(Kutipan):
Written by Maria Olivia Laurent, Content Writer Intern at Project Child Indonesia
“Kok umur segini belum punya anak?”
“Semoga nanti habis nikah langsung dikasih momongan ya~”
“Makin banyak anak makin banyak rezeki, hihi.”
Kayaknya sudah biasa ya mendengar pertanyaan-pertanyaan seperti itu dari keluarga dan teman-teman? Haduh, sudah beban menjadi wanita di era sekarang ini susah, ditambah lagi ekspektasi dan nyinyiran dari orang sekitar. Nyatanya, asumsi bahwa setiap wanita akan menjadi seorang ibu sudah mendarah daging di pikiran dan tradisi masyarakat sejak berabad-abad yang lalu. Hal ini merupakan sebuah konsekuensi hidup di tengah budaya patriarki yang membatasi peran wanita sedemikian rupa. Kasarnya, wanita itu cuma mesin ngelahirin dan ngebesarin anak doang.
Tidak ada salahnya jika wanita ingin menjadi seorang ibu. Menjadi ibu adalah sebuah kehormatan dan pengorbanan besar demi membesarkan buah hati. Namun, tidak ada salahnya pula jika wanita tidak ingin menjadi seorang ibu. Semua ini tergantung pilihan. Konsep ‘my body my choice’ inilah yang melahirkan fenomena childfree yang sedang marak dibahas di masyarakat dan media sosial. Childfree adalah sebuah istilah yang merujuk pada orang atau pasangan yang memilih untuk tidak memiliki anak. Childfree tidak sama dengan childless, ya. Childless merujuk kepada kondisi dimana seseorang tidak memiliki anak karena sebuah keadaan walaupun mereka menginginkan anak tersebut. Gampangnya, childfree itu terjadi karena faktor internal yakni pilihan. Sedangkan childless terjadi karena faktor eksternal seperti keguguran, penyakit, maupun kondisi fisik lainnya.

(Perintah 1):
Tuliskan kembali baris-baris daftar tanpa perubahan apa pun, mulai dari baris yang memuat "puppy, that would be most appreciated." sampai baris terakhir daftar.

(Daftar yang Ditampilkan):

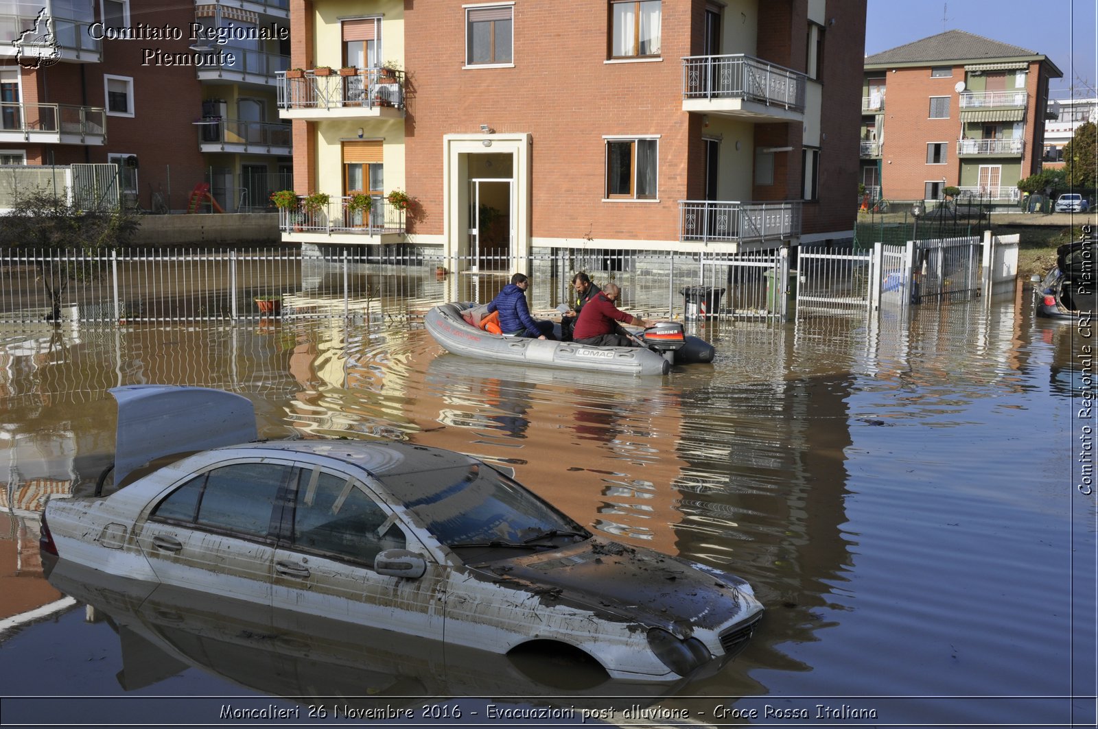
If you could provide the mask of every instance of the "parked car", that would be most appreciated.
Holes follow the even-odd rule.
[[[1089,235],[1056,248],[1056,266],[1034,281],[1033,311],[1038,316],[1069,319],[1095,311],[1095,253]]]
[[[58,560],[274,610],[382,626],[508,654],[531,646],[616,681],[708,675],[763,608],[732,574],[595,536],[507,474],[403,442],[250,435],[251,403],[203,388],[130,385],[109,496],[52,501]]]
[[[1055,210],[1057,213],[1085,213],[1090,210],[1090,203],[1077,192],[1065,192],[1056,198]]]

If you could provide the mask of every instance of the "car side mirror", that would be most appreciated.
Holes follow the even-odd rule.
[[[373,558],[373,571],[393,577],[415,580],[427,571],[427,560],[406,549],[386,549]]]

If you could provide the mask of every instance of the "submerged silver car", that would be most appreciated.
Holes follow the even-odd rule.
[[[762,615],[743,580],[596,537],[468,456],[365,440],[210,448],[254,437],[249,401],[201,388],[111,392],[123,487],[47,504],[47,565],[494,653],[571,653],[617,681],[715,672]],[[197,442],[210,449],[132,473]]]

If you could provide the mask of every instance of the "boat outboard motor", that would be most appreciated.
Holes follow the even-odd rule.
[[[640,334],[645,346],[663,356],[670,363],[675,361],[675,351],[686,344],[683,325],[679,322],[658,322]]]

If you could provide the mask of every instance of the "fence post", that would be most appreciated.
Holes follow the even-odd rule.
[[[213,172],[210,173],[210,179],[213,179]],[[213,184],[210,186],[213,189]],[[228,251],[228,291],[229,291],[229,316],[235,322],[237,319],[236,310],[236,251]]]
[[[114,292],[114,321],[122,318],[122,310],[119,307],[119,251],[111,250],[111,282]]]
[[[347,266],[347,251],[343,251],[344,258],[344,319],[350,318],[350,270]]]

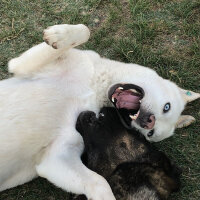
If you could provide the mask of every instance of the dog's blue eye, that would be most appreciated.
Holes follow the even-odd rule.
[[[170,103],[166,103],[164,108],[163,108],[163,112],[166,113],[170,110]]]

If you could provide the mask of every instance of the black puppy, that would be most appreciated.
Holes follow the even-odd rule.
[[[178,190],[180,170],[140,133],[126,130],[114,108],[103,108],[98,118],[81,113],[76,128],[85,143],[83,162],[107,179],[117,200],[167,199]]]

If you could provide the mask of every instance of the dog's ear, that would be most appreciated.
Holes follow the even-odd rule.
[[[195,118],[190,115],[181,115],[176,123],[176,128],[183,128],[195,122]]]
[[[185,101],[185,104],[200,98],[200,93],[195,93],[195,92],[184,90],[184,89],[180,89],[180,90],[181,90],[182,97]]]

(Perintah 2):
Lanjutkan kutipan tentang fenomena childfree setelah kalimat terakhirnya.

(Jawaban Benar 1):
If you could provide the mask of every instance of the black puppy, that would be most appreciated.
Holes follow the even-odd rule.
[[[178,190],[180,170],[140,133],[126,130],[114,108],[103,108],[98,118],[81,113],[76,128],[85,143],[83,162],[107,179],[117,200],[167,199]]]

If you could provide the mask of every instance of the dog's ear, that would be most appreciated.
Holes follow the even-odd rule.
[[[195,118],[190,115],[181,115],[176,123],[176,128],[183,128],[195,122]]]
[[[185,101],[185,104],[200,98],[200,93],[195,93],[195,92],[184,90],[184,89],[180,89],[180,90],[181,90],[182,97]]]

(Jawaban Benar 2):
Fenomena childfree ini terbilang kontroversial karena banyak yang beranggapan bahwa wanita harus memberikan keturunan untuk suaminya. Sebuah hakikat seorang wanita yang tertulis di ajaran-ajaran agama dan norma sosial. Akan tetapi, seiring berkembangnya zaman dan isu-isu yang berdampak besar di kehidupan manusia, asumsi ini mulai diperdebatkan. Melihat dari data sensus penduduk, angka kelahiran di Indonesia terus mengalami penurunan. Di tahun 2019 sendiri angka kelahiran kasar per 1000 penduduk di Indonesia hanya berada di angka 17.75. Laju pertumbuhan penduduk pada tahun 2010-2020 menunjukan angka 1.25%, sebuah penurunan dari periode sebelumnya tahun 2000-2010 pada angka 1.49% (Badan Pusat Statistik, 2020). Laju ini juga diprediksi akan terus menurun di periode berikutnya.
Lantas, apa sih yang membuat semakin banyak orang memilih untuk childfree? Ada banyak faktor yang mendukung hal tersebut, terkait masalah fisik, psikologis, ekonomi, juga faktor lingkungan. Yuk kenali alasan-alasannya terlebih dahulu sebelum kita berpikir yang enggak-enggak dan main hakim sendiri. Siapa tahu salah satu alasan di bawah ini kalian setujui juga.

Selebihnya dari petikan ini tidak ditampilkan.